**Task goal**
Output every entry exactly as written.
### Provided records
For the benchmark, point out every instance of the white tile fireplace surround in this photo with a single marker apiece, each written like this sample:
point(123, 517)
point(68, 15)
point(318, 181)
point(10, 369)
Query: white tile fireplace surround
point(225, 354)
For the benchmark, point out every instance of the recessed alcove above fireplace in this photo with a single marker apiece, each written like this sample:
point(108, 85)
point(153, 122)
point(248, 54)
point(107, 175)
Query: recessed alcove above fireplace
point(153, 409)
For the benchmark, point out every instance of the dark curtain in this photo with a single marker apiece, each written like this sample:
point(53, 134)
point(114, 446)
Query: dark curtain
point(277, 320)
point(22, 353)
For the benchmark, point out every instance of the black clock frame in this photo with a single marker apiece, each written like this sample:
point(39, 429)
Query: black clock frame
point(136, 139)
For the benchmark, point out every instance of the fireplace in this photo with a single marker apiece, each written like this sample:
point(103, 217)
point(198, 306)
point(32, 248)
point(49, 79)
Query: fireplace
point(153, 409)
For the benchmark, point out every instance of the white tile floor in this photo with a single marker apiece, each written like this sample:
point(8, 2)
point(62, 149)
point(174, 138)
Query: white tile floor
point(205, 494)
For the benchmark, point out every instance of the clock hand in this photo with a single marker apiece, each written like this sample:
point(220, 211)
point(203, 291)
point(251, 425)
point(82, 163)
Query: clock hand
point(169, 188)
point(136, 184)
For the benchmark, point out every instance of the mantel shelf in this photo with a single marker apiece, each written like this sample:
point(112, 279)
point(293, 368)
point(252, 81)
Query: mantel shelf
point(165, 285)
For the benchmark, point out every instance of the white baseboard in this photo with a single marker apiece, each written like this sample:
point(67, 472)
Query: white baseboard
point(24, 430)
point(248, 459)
######
**Answer for this exercise**
For the benchmark, point out every instance of the white tile fireplace surround in this photo with a single marker apiece, each written like this sample:
point(123, 517)
point(68, 15)
point(318, 181)
point(10, 369)
Query: white tile fireplace surround
point(225, 354)
For the benchmark, point out every instance of the recessed alcove above fireplace in this photo with a single marker apiece, each written like this sample:
point(108, 85)
point(153, 122)
point(248, 54)
point(107, 175)
Query: recessed alcove above fireplace
point(153, 409)
For the benchmark, point out every instance of the dark curtain in this photo with a single marker apiece, each written like this sample:
point(53, 134)
point(114, 446)
Query: dark curtain
point(277, 320)
point(22, 353)
For the benchmark, point out every instance of the black clock frame in this photo with a single marker apiece, each written like this sample:
point(39, 429)
Query: black clock frame
point(136, 139)
For the benchmark, point out every instance of the fireplace in this photo with a single marker apiece, each written like this sample:
point(103, 217)
point(198, 306)
point(32, 248)
point(49, 79)
Query: fireplace
point(153, 409)
For the benchmark, point out every instance of the white tile floor in this photo with a single marker apiece, each written like this sample:
point(8, 2)
point(62, 149)
point(174, 138)
Query: white tile floor
point(205, 494)
For the benchmark, point out every instance of the clock hand in this photo with a single marker apiece, each written like this sample:
point(220, 211)
point(203, 291)
point(251, 425)
point(82, 163)
Query: clock hand
point(169, 188)
point(136, 184)
For the benchmark, point out every instance of the mantel shelf in this photo with a single marker apiece, each written like this sample:
point(112, 279)
point(293, 368)
point(252, 81)
Query: mantel shelf
point(165, 285)
For the benchmark, point out every instance of the white baseboard in this photo with a single marker apiece, each written like this sample:
point(67, 472)
Query: white baseboard
point(24, 430)
point(248, 459)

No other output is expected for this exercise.